=== EXERCISE AIM ===
Extract exactly and only the lines from the one containing "Each instance of the man's beard" through the end of the entries below. Pictures should not appear in the copy.

=== RECORDS SHOWN ===
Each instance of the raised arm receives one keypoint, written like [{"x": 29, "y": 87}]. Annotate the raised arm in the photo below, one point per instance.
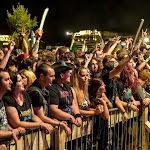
[
  {"x": 34, "y": 50},
  {"x": 5, "y": 60},
  {"x": 23, "y": 34}
]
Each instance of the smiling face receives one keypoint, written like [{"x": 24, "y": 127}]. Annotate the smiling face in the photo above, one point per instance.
[
  {"x": 94, "y": 65},
  {"x": 102, "y": 88},
  {"x": 1, "y": 54},
  {"x": 5, "y": 84},
  {"x": 19, "y": 87},
  {"x": 49, "y": 77},
  {"x": 84, "y": 75}
]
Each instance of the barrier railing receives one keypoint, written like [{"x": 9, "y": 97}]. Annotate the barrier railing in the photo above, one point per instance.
[{"x": 129, "y": 135}]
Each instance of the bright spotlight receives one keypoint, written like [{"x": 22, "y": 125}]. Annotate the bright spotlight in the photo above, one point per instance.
[{"x": 146, "y": 39}]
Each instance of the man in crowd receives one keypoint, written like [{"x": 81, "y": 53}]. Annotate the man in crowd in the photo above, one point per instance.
[
  {"x": 62, "y": 105},
  {"x": 5, "y": 130},
  {"x": 40, "y": 95}
]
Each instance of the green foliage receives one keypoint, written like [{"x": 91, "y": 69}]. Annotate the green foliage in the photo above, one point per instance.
[{"x": 20, "y": 20}]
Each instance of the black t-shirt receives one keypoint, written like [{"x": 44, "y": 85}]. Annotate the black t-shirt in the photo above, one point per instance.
[
  {"x": 39, "y": 97},
  {"x": 111, "y": 88},
  {"x": 24, "y": 111},
  {"x": 3, "y": 118},
  {"x": 61, "y": 96}
]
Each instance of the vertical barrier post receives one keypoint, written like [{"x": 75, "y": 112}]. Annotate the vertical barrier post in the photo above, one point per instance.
[
  {"x": 60, "y": 139},
  {"x": 144, "y": 132}
]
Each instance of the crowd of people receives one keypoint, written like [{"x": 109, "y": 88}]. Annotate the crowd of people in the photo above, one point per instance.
[{"x": 47, "y": 88}]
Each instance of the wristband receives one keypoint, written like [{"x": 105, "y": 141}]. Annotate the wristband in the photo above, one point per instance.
[
  {"x": 12, "y": 134},
  {"x": 94, "y": 112},
  {"x": 70, "y": 118},
  {"x": 40, "y": 125},
  {"x": 124, "y": 112},
  {"x": 77, "y": 115},
  {"x": 127, "y": 104},
  {"x": 58, "y": 125},
  {"x": 107, "y": 103},
  {"x": 130, "y": 54}
]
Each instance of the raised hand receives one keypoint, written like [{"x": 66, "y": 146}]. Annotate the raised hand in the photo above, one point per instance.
[
  {"x": 144, "y": 34},
  {"x": 11, "y": 45}
]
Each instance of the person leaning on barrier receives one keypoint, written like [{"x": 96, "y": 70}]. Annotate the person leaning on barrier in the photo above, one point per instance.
[
  {"x": 19, "y": 108},
  {"x": 80, "y": 78},
  {"x": 62, "y": 106},
  {"x": 5, "y": 130},
  {"x": 40, "y": 95}
]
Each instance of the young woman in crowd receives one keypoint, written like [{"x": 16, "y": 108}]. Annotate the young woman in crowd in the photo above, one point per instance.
[
  {"x": 80, "y": 77},
  {"x": 97, "y": 92},
  {"x": 19, "y": 108},
  {"x": 28, "y": 77}
]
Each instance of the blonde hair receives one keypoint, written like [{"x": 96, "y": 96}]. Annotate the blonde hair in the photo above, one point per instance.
[
  {"x": 30, "y": 76},
  {"x": 76, "y": 85},
  {"x": 144, "y": 74}
]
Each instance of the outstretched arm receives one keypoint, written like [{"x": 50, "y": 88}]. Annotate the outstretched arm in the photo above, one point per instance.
[
  {"x": 5, "y": 60},
  {"x": 35, "y": 48}
]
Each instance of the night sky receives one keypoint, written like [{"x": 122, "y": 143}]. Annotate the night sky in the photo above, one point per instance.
[{"x": 74, "y": 15}]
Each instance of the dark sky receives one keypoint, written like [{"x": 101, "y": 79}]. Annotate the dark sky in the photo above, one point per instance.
[{"x": 74, "y": 15}]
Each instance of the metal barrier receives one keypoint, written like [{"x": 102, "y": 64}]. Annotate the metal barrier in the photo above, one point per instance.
[{"x": 95, "y": 133}]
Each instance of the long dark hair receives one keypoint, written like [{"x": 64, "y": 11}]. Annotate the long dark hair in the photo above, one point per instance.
[
  {"x": 13, "y": 77},
  {"x": 94, "y": 85}
]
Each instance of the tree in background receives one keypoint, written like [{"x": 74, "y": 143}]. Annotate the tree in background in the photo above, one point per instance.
[{"x": 20, "y": 21}]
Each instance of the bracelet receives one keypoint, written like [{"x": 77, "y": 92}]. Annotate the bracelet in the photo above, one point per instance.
[
  {"x": 58, "y": 125},
  {"x": 107, "y": 103},
  {"x": 77, "y": 115},
  {"x": 70, "y": 118},
  {"x": 124, "y": 112},
  {"x": 127, "y": 104},
  {"x": 117, "y": 42},
  {"x": 130, "y": 105},
  {"x": 40, "y": 125},
  {"x": 12, "y": 134},
  {"x": 130, "y": 54}
]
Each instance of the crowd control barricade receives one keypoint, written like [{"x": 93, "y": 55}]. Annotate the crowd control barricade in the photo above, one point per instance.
[{"x": 130, "y": 135}]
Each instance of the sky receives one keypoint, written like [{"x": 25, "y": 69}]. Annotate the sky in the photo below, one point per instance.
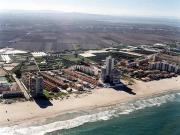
[{"x": 152, "y": 8}]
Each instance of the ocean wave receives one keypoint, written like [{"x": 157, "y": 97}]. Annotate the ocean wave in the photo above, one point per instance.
[{"x": 105, "y": 114}]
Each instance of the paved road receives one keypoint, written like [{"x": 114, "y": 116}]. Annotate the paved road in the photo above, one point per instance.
[{"x": 22, "y": 87}]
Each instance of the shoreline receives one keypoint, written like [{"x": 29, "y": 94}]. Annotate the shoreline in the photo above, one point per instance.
[{"x": 30, "y": 112}]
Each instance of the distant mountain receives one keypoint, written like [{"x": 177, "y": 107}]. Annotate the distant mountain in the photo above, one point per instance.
[{"x": 58, "y": 31}]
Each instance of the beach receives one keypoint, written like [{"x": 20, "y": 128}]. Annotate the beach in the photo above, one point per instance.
[{"x": 24, "y": 112}]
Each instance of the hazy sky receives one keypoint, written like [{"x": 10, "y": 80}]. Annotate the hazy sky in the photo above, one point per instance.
[{"x": 169, "y": 8}]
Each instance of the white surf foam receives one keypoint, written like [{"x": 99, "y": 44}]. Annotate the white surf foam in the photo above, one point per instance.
[{"x": 106, "y": 114}]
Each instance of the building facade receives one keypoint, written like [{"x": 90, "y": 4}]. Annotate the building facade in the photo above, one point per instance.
[{"x": 109, "y": 74}]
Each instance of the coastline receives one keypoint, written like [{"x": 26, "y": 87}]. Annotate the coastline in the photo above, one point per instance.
[{"x": 27, "y": 112}]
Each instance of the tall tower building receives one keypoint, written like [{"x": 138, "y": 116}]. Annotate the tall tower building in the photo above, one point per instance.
[
  {"x": 109, "y": 65},
  {"x": 108, "y": 73}
]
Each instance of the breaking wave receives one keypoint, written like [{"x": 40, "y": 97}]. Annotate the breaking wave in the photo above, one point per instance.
[{"x": 106, "y": 113}]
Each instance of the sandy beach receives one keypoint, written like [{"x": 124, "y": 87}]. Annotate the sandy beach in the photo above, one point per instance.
[{"x": 21, "y": 112}]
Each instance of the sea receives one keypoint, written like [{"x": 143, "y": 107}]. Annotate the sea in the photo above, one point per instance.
[{"x": 155, "y": 115}]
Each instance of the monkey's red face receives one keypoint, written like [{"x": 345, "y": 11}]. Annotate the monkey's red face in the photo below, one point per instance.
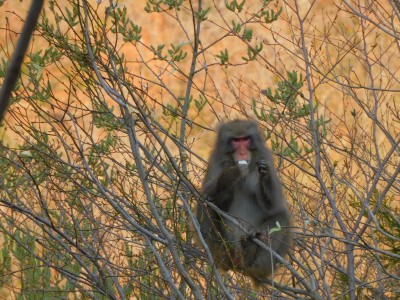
[{"x": 242, "y": 148}]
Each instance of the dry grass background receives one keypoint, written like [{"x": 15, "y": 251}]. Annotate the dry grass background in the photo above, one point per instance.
[{"x": 337, "y": 45}]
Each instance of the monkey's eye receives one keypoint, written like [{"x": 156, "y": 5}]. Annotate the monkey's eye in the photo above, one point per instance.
[{"x": 241, "y": 139}]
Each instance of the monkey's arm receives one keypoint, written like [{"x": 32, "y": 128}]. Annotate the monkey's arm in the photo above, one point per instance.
[
  {"x": 268, "y": 186},
  {"x": 225, "y": 183}
]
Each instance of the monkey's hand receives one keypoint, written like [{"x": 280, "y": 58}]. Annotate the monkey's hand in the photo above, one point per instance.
[{"x": 263, "y": 168}]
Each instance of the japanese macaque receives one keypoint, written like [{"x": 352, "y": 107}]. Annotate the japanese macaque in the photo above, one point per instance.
[{"x": 241, "y": 181}]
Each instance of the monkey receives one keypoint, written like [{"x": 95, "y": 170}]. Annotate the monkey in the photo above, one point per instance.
[
  {"x": 14, "y": 66},
  {"x": 242, "y": 182}
]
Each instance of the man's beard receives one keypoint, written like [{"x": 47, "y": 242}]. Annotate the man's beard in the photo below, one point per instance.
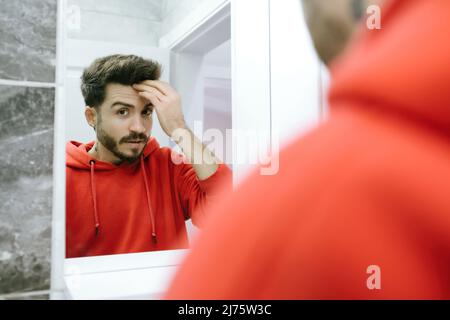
[{"x": 113, "y": 146}]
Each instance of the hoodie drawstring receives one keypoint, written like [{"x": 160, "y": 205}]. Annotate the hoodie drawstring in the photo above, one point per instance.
[
  {"x": 94, "y": 197},
  {"x": 152, "y": 218}
]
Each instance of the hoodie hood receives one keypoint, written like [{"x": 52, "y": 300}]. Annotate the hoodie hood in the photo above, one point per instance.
[
  {"x": 401, "y": 69},
  {"x": 78, "y": 157}
]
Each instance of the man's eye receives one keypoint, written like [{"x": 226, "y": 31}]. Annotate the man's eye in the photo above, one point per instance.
[{"x": 147, "y": 112}]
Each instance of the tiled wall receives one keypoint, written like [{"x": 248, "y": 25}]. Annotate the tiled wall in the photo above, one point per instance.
[{"x": 27, "y": 56}]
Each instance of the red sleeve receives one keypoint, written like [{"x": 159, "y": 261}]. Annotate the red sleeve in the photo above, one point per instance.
[{"x": 196, "y": 195}]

=== OUTPUT OF THE TASK ===
Each instance of the man's beard receives one keypoint, written like [{"x": 47, "y": 242}]. Annotate the man's beard in the photo below, one point per instance.
[{"x": 113, "y": 146}]
Each instance of the hoodie drawstring receives one keypoint, written like [{"x": 160, "y": 205}]. Annotate the hoodie drawstring in the photo above, one point per instance.
[
  {"x": 94, "y": 197},
  {"x": 152, "y": 218}
]
Each instance of the hoodie hood receives one keypoint, written like [{"x": 52, "y": 300}]. Annotate the hoodie hood in the photo above, one point per instance.
[
  {"x": 401, "y": 69},
  {"x": 78, "y": 157}
]
Each instance of the man's eye receives one keypoint, written like [{"x": 226, "y": 31}]. Annotate the man's eye in the photo above, one point per instance.
[{"x": 147, "y": 112}]
Each instance of the tiled wall receives one keypoint, written like [{"x": 248, "y": 25}]. Annotate the tiled wall in the photo above, one point per instance.
[{"x": 27, "y": 56}]
Each instance of the red sleeve receives one keypoint, written like [{"x": 159, "y": 261}]. Annotate the red sleeve in the photo above, one point per instance.
[{"x": 196, "y": 195}]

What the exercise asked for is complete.